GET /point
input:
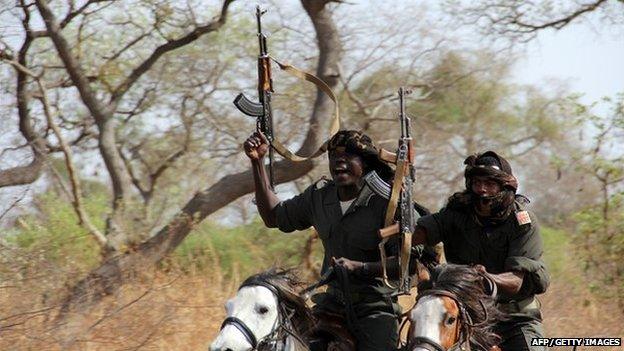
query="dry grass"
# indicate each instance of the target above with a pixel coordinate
(183, 311)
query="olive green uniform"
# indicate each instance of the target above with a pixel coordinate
(352, 235)
(512, 245)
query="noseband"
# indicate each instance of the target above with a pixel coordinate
(280, 330)
(464, 320)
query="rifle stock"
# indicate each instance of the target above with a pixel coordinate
(261, 110)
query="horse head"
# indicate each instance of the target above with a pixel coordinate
(453, 309)
(265, 312)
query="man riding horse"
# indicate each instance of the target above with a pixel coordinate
(347, 216)
(487, 225)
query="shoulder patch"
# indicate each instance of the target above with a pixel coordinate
(523, 217)
(321, 183)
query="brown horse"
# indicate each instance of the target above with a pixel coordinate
(453, 310)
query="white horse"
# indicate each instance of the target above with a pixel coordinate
(267, 313)
(452, 311)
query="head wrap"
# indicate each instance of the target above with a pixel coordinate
(360, 144)
(492, 166)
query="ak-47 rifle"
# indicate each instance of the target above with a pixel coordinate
(401, 196)
(261, 110)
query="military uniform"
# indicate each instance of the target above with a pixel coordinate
(511, 245)
(352, 235)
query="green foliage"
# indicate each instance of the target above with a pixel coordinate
(600, 245)
(243, 250)
(55, 232)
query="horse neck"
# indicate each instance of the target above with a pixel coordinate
(292, 343)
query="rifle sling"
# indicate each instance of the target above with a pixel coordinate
(335, 123)
(396, 190)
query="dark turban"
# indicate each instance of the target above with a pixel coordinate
(360, 144)
(490, 165)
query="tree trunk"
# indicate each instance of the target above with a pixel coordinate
(107, 278)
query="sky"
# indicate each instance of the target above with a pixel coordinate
(588, 58)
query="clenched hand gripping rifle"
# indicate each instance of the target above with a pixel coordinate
(261, 110)
(401, 196)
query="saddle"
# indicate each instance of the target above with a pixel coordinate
(330, 333)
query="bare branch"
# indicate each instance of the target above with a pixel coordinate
(165, 48)
(69, 164)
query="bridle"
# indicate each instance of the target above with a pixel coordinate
(282, 328)
(464, 324)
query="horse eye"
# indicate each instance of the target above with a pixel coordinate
(262, 309)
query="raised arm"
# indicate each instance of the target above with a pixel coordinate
(256, 147)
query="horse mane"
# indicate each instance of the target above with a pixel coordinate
(466, 283)
(288, 285)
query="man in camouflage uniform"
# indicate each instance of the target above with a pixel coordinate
(347, 216)
(487, 225)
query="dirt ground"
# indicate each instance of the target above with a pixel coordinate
(176, 311)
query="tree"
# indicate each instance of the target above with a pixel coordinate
(600, 239)
(117, 83)
(521, 20)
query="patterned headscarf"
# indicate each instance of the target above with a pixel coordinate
(490, 165)
(358, 143)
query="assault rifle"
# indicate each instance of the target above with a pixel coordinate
(404, 179)
(261, 110)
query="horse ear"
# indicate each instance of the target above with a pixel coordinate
(423, 275)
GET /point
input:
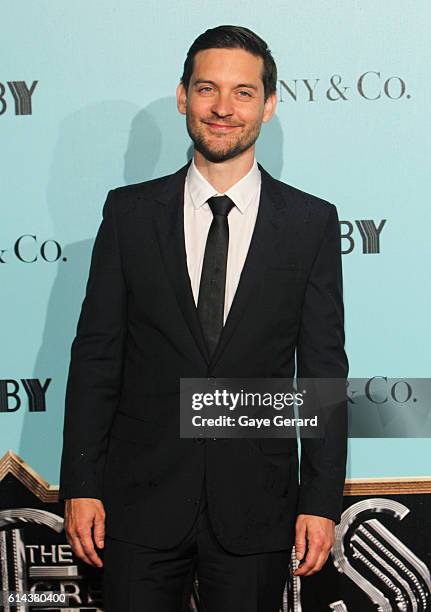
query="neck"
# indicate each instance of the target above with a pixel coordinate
(224, 174)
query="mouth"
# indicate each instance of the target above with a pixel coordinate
(220, 127)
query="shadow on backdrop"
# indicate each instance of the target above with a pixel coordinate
(100, 147)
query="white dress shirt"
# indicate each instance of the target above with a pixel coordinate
(245, 194)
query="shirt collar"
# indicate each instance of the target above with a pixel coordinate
(242, 193)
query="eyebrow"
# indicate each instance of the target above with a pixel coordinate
(201, 81)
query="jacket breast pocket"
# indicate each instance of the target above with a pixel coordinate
(292, 273)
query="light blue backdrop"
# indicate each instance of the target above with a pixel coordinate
(104, 114)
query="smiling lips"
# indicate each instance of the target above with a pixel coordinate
(221, 126)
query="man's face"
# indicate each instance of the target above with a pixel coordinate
(224, 105)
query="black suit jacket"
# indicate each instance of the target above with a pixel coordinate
(139, 333)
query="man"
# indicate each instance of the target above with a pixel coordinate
(217, 270)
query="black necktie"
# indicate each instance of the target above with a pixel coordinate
(213, 276)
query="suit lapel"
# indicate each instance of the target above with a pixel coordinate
(262, 251)
(169, 221)
(170, 231)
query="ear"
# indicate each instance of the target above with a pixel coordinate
(181, 98)
(270, 106)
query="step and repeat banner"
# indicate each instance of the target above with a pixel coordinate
(87, 103)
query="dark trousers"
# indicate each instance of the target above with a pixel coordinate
(142, 579)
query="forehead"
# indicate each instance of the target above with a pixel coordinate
(227, 65)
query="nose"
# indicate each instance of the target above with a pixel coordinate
(222, 105)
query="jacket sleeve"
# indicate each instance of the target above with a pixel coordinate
(320, 354)
(95, 372)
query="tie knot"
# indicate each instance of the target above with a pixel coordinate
(220, 205)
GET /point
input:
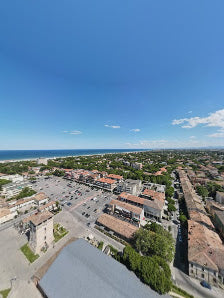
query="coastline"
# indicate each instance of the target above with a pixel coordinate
(65, 156)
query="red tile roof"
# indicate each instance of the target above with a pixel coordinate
(132, 198)
(106, 180)
(118, 226)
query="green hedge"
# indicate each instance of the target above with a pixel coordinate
(181, 292)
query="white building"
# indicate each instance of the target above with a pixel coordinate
(6, 215)
(130, 186)
(219, 197)
(14, 178)
(42, 161)
(12, 189)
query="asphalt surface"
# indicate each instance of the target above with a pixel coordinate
(80, 200)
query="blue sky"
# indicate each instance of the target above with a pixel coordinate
(111, 74)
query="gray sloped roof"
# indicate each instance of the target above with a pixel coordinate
(84, 271)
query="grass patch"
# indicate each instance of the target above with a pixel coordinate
(181, 292)
(31, 257)
(100, 246)
(5, 293)
(59, 232)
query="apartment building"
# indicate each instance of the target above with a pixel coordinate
(22, 203)
(205, 248)
(117, 178)
(130, 186)
(105, 183)
(50, 206)
(6, 215)
(136, 214)
(12, 189)
(137, 165)
(119, 227)
(40, 198)
(153, 209)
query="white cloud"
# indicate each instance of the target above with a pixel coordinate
(218, 134)
(215, 119)
(73, 132)
(135, 129)
(112, 126)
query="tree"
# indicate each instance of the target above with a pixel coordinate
(169, 191)
(153, 271)
(182, 218)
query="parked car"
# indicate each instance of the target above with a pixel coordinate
(205, 284)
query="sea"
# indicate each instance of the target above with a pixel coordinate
(9, 155)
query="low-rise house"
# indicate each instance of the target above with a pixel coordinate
(41, 231)
(154, 204)
(40, 198)
(105, 183)
(201, 218)
(213, 206)
(126, 210)
(205, 254)
(219, 222)
(131, 199)
(152, 208)
(42, 160)
(120, 228)
(130, 186)
(22, 203)
(155, 186)
(6, 215)
(137, 165)
(50, 206)
(117, 178)
(12, 189)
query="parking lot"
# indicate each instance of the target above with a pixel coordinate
(80, 200)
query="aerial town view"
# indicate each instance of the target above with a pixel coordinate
(111, 149)
(158, 213)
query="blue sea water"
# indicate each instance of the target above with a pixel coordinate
(33, 154)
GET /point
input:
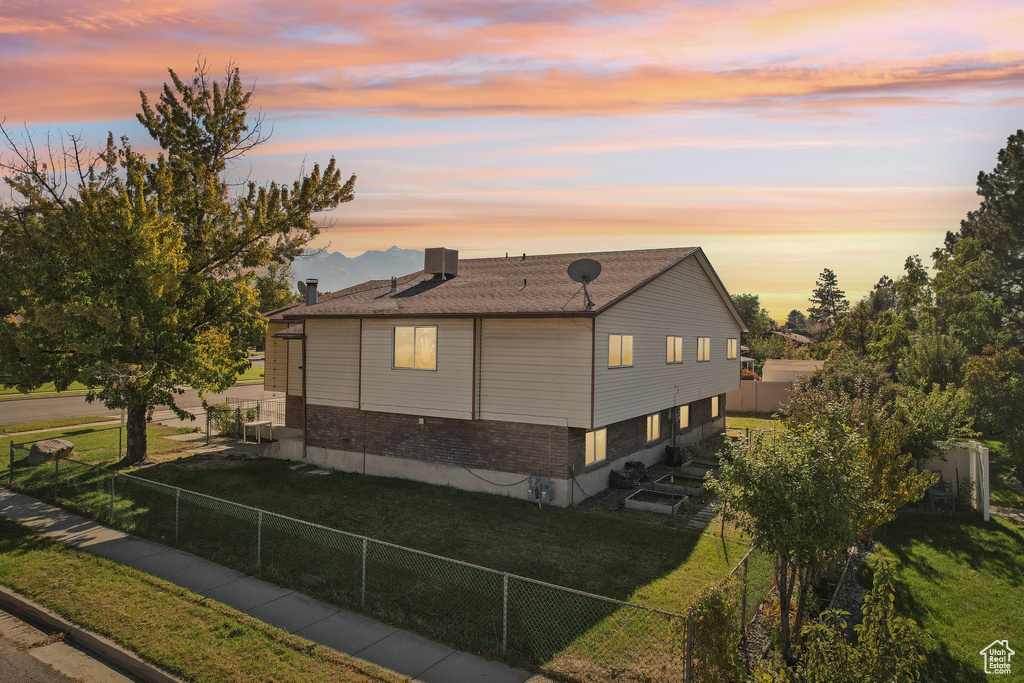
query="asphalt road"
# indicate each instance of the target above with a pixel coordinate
(16, 412)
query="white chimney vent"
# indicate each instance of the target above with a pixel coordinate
(440, 262)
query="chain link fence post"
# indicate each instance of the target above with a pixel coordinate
(689, 645)
(177, 509)
(742, 609)
(363, 600)
(259, 540)
(505, 612)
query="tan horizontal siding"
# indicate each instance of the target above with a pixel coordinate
(333, 363)
(682, 302)
(536, 371)
(444, 392)
(275, 358)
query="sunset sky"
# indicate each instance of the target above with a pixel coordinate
(782, 136)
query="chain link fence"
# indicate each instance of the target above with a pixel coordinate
(568, 634)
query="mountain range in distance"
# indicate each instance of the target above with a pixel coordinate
(336, 271)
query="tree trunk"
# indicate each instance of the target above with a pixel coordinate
(135, 428)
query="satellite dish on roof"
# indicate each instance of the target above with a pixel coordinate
(585, 270)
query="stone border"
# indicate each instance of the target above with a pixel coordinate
(129, 662)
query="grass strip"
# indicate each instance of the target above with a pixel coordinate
(960, 578)
(60, 422)
(179, 631)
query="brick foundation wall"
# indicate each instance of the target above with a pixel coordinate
(509, 446)
(293, 412)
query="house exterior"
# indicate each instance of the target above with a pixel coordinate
(480, 373)
(776, 370)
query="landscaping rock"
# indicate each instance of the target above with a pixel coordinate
(47, 450)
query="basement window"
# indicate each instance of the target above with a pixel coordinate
(597, 445)
(653, 427)
(620, 350)
(704, 348)
(684, 417)
(416, 347)
(673, 349)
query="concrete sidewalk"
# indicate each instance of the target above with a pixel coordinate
(343, 631)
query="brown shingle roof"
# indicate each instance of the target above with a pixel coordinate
(489, 287)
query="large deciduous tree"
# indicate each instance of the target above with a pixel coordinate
(135, 276)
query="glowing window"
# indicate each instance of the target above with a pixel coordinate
(704, 348)
(416, 347)
(673, 349)
(654, 427)
(596, 445)
(620, 350)
(684, 417)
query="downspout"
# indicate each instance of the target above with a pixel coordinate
(305, 406)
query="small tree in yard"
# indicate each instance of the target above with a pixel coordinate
(135, 276)
(799, 494)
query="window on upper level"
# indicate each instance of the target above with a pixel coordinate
(704, 348)
(653, 427)
(731, 348)
(620, 350)
(673, 349)
(684, 417)
(597, 443)
(415, 347)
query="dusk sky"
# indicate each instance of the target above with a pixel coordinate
(781, 136)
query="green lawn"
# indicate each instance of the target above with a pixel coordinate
(963, 580)
(59, 422)
(648, 559)
(998, 465)
(179, 631)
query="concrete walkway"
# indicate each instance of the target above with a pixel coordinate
(343, 631)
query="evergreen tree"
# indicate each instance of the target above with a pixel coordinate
(828, 302)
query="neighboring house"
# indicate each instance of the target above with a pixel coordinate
(480, 373)
(793, 336)
(788, 371)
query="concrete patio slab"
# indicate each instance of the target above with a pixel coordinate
(293, 611)
(245, 594)
(203, 577)
(464, 668)
(406, 653)
(347, 632)
(166, 562)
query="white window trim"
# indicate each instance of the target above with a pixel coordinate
(592, 436)
(677, 357)
(704, 349)
(731, 348)
(632, 349)
(653, 425)
(393, 349)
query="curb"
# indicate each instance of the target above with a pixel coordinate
(96, 644)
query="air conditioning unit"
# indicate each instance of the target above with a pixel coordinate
(440, 262)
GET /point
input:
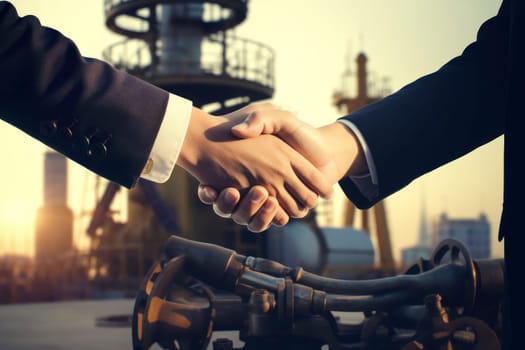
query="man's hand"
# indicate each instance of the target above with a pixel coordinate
(333, 149)
(216, 158)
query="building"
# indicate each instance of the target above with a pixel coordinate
(473, 233)
(422, 249)
(54, 221)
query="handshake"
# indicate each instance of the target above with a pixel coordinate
(261, 165)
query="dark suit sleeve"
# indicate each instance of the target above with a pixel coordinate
(102, 118)
(439, 117)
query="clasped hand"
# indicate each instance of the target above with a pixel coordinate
(277, 167)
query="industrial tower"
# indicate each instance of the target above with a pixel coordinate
(347, 103)
(186, 47)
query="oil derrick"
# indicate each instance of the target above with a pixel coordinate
(346, 103)
(185, 47)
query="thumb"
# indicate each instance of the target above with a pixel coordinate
(249, 127)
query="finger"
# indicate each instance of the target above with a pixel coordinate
(266, 122)
(317, 183)
(206, 194)
(280, 218)
(263, 218)
(293, 207)
(225, 204)
(250, 205)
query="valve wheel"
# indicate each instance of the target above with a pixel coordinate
(458, 254)
(162, 314)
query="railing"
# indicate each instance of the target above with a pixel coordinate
(233, 57)
(216, 14)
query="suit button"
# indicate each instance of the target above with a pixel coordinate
(49, 128)
(81, 143)
(100, 150)
(66, 133)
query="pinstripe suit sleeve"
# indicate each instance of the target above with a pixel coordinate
(102, 118)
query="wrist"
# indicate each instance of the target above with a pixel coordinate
(346, 149)
(195, 140)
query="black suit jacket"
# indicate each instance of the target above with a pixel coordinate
(100, 117)
(471, 100)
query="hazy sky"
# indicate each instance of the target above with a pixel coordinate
(315, 41)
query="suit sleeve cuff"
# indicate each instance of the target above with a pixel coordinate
(169, 140)
(366, 183)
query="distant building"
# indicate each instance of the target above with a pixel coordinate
(473, 233)
(422, 249)
(335, 252)
(54, 221)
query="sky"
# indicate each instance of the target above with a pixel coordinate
(315, 42)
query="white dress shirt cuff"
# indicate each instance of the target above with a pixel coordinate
(169, 140)
(366, 183)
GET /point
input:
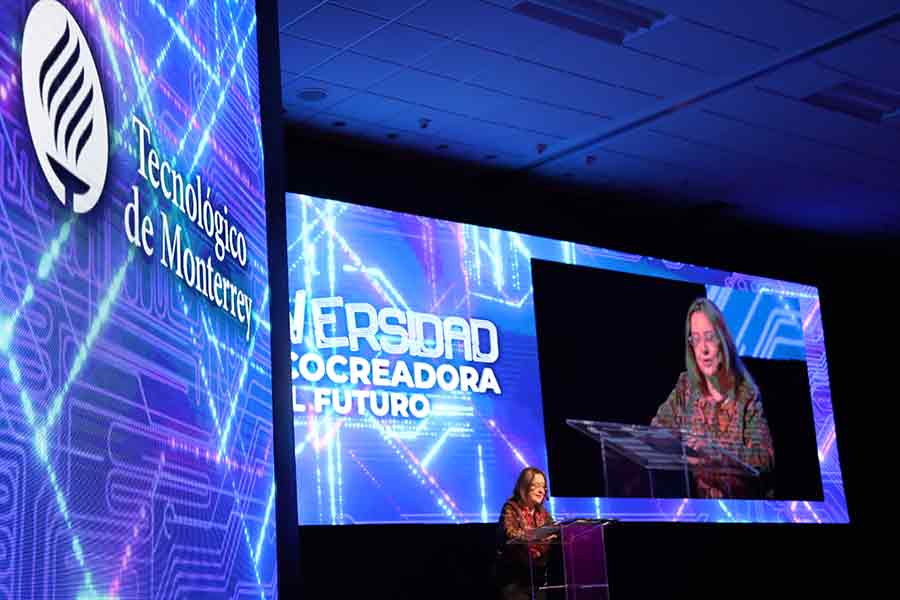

====================

AIM OF THE TASK:
Locate each line of the items that contains the string "link" and copy those lines out. Match case exactly.

FULL OUTPUT:
query="chain link fence post"
query="chain link fence"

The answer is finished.